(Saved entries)
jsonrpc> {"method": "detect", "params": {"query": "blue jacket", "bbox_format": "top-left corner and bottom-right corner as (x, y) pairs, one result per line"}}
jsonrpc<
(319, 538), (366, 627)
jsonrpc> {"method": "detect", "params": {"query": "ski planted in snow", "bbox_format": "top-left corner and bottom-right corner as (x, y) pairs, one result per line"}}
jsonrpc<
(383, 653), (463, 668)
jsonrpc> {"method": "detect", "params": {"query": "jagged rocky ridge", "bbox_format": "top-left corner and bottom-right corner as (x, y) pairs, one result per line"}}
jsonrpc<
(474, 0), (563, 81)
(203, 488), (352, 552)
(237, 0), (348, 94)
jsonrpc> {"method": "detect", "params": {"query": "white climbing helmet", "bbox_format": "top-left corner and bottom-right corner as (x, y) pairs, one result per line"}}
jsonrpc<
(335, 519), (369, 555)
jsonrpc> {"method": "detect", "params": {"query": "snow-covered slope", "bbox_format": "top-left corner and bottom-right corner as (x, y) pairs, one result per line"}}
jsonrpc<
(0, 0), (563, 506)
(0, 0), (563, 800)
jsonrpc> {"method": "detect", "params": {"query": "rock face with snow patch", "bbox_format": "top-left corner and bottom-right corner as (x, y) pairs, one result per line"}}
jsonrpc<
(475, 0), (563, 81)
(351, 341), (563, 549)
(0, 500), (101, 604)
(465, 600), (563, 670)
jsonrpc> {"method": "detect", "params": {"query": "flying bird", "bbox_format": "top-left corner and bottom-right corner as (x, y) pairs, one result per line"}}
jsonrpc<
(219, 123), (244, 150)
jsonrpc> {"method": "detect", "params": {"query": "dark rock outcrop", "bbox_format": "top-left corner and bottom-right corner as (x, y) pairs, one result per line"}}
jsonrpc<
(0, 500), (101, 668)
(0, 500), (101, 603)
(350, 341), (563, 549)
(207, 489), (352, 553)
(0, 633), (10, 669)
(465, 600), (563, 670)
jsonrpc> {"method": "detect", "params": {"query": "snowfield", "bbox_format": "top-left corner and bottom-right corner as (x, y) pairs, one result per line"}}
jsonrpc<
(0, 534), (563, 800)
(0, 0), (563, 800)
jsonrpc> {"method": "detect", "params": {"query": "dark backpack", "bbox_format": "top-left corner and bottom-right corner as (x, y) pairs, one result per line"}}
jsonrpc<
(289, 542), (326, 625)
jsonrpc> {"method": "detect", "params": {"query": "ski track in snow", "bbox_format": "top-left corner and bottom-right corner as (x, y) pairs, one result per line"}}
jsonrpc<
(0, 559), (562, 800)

Problem statement:
Write out all of the rows above again, keeping every character unchanged.

Correct result:
jsonrpc> {"method": "detect", "params": {"query": "blue jacket", "bbox_format": "top-left corner and bottom-right corner as (x, y) pairs, one result per line"}}
jsonrpc<
(319, 538), (366, 627)
jsonrpc> {"method": "detect", "params": {"query": "ski planted in snow", "bbox_format": "top-left corner and bottom-right corner as (x, y) pairs, one result per line"}}
jsonrpc<
(383, 653), (463, 668)
jsonrpc> {"method": "detect", "params": {"query": "jagged rocky ridge", "bbox_format": "top-left corner and bottom-right corner as (x, y) pairs, one result per line"}}
jsonrpc<
(474, 0), (563, 81)
(203, 488), (352, 552)
(237, 0), (348, 94)
jsonrpc> {"method": "detect", "params": {"query": "white climbing helmet", "bbox_format": "top-left corner and bottom-right corner as (x, y) pairs, one result per line"}}
jsonrpc<
(335, 519), (369, 555)
jsonrpc> {"method": "detect", "params": {"query": "snow-covered slope", "bbox_format": "top-left corner and bottom-right corner as (x, y) pairs, one result per line"}}
jsonrpc<
(0, 0), (563, 506)
(0, 0), (563, 800)
jsonrpc> {"method": "detect", "params": {"query": "rock face with snow patch", "bbox_format": "top-left corner and bottom-right corner as (x, y) pairs, one result per line"}}
jsonrpc<
(475, 0), (563, 81)
(351, 341), (563, 549)
(0, 500), (101, 604)
(465, 600), (563, 670)
jsonrpc> {"method": "detect", "params": {"query": "flying bird", "bbox_format": "top-left corner and bottom-right corner as (x, y) pairs, one result per line"}}
jsonrpc<
(219, 123), (244, 150)
jsonrpc> {"method": "detect", "params": {"query": "dark rock outcrop", "bbox_format": "top-left corner and bottom-right corner as (x, y) pairs, one result per line"}}
jsonrpc<
(0, 500), (101, 668)
(0, 500), (101, 603)
(350, 341), (563, 549)
(207, 489), (352, 553)
(0, 633), (10, 669)
(465, 600), (563, 670)
jsonrpc> {"method": "detect", "params": {"query": "snowfield", "bbox_format": "top-left corner and bottom-right corner as (x, y) pairs, one result per line"}}
jsonrpc<
(0, 534), (563, 800)
(0, 0), (563, 800)
jsonrpc> {"method": "detect", "params": {"query": "dark backpack", "bbox_format": "top-left corner and bottom-right corner as (x, y) pairs, one result per line"}}
jsonrpc<
(289, 542), (326, 625)
jsonrpc> {"method": "detect", "params": {"query": "ski track in snow", "bbox_format": "top-left corner and bottom-right corner as (x, y) pairs, one result per line"}}
jsonrpc<
(0, 559), (562, 800)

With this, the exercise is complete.